— WHAT TO DO —
Please return the lines of the data that contain "instance".

— SUPPLIED INFORMATION —
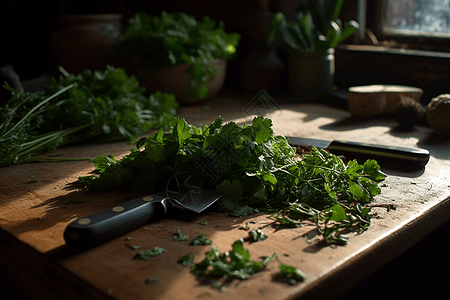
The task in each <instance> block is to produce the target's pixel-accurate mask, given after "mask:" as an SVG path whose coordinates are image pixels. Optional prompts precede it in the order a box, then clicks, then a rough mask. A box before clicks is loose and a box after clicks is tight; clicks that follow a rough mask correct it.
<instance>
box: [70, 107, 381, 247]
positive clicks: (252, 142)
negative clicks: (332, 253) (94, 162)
mask: <svg viewBox="0 0 450 300" xmlns="http://www.w3.org/2000/svg"><path fill="white" fill-rule="evenodd" d="M94 162H95V169H96V170H97V171H98V172H99V173H100V175H99V176H83V177H80V178H79V182H80V183H81V184H83V185H84V186H87V187H88V188H89V189H91V190H106V189H112V188H125V187H126V188H137V189H143V190H148V189H151V188H157V187H162V186H163V185H164V184H165V183H166V182H167V180H169V178H171V177H172V176H173V175H175V174H177V173H178V172H194V173H196V175H198V176H201V177H203V180H204V182H205V184H207V183H209V184H214V185H216V188H217V190H218V191H219V192H220V193H221V194H223V196H224V197H223V198H222V199H221V200H219V202H218V205H219V207H220V209H222V210H225V211H229V212H232V213H235V212H236V211H239V212H242V211H243V208H245V210H246V211H247V212H252V211H253V209H254V208H258V209H263V210H270V211H273V212H275V213H276V214H275V215H274V216H273V217H274V219H275V220H276V221H277V222H278V223H279V224H280V225H285V226H300V225H301V224H302V222H303V221H305V220H309V221H313V222H316V224H317V228H318V229H319V231H320V233H321V234H322V235H323V236H324V238H325V239H326V241H327V242H329V243H345V238H343V237H342V235H341V233H342V232H344V231H346V230H355V231H359V230H364V229H366V228H367V226H368V225H369V224H370V208H369V207H368V206H367V204H368V203H369V202H370V201H371V200H372V199H373V197H374V196H375V195H377V194H379V193H380V192H381V190H380V188H379V187H378V183H379V182H381V181H383V180H384V178H385V177H386V175H385V174H384V173H382V172H381V171H380V166H379V165H378V164H377V162H376V161H374V160H368V161H366V162H365V163H364V164H363V165H360V164H358V163H357V162H356V161H350V162H349V163H348V164H347V165H346V164H344V162H343V161H342V159H341V158H340V157H338V156H336V155H333V154H331V153H328V152H326V151H325V150H320V149H316V148H313V150H312V152H311V153H310V154H307V155H303V158H302V159H301V160H298V159H296V153H295V149H294V148H293V147H291V146H290V145H289V142H288V140H287V139H286V138H285V137H283V136H275V135H274V133H273V130H272V121H271V120H270V119H267V118H264V117H262V116H258V117H255V118H254V119H253V121H252V124H251V125H244V126H240V125H238V124H236V123H234V122H229V123H227V124H223V120H222V118H221V117H219V118H217V120H216V121H214V122H213V123H212V124H210V125H209V126H206V125H204V126H202V128H196V127H195V126H192V125H190V124H188V123H187V122H186V121H185V120H184V119H179V118H173V119H172V121H171V129H170V131H169V132H164V131H163V129H162V128H161V129H160V130H158V132H156V133H154V134H152V135H151V136H149V137H147V138H142V139H141V140H139V141H138V142H137V143H136V149H132V150H131V153H130V154H129V155H126V156H124V157H123V158H122V159H118V160H116V159H115V158H114V157H113V156H111V155H110V156H99V157H96V158H95V159H94Z"/></svg>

— SOLUTION BELOW —
The task in each <instance> block is to produce the target's pixel-accurate mask, given after "mask:" as an SVG path whose coordinates are image pixels. Optional prompts precede it in the order a box, then clicks, then a rough mask. A box before clicks is loose and a box after clicks is tight; clicks that follow a rough mask correct it.
<instance>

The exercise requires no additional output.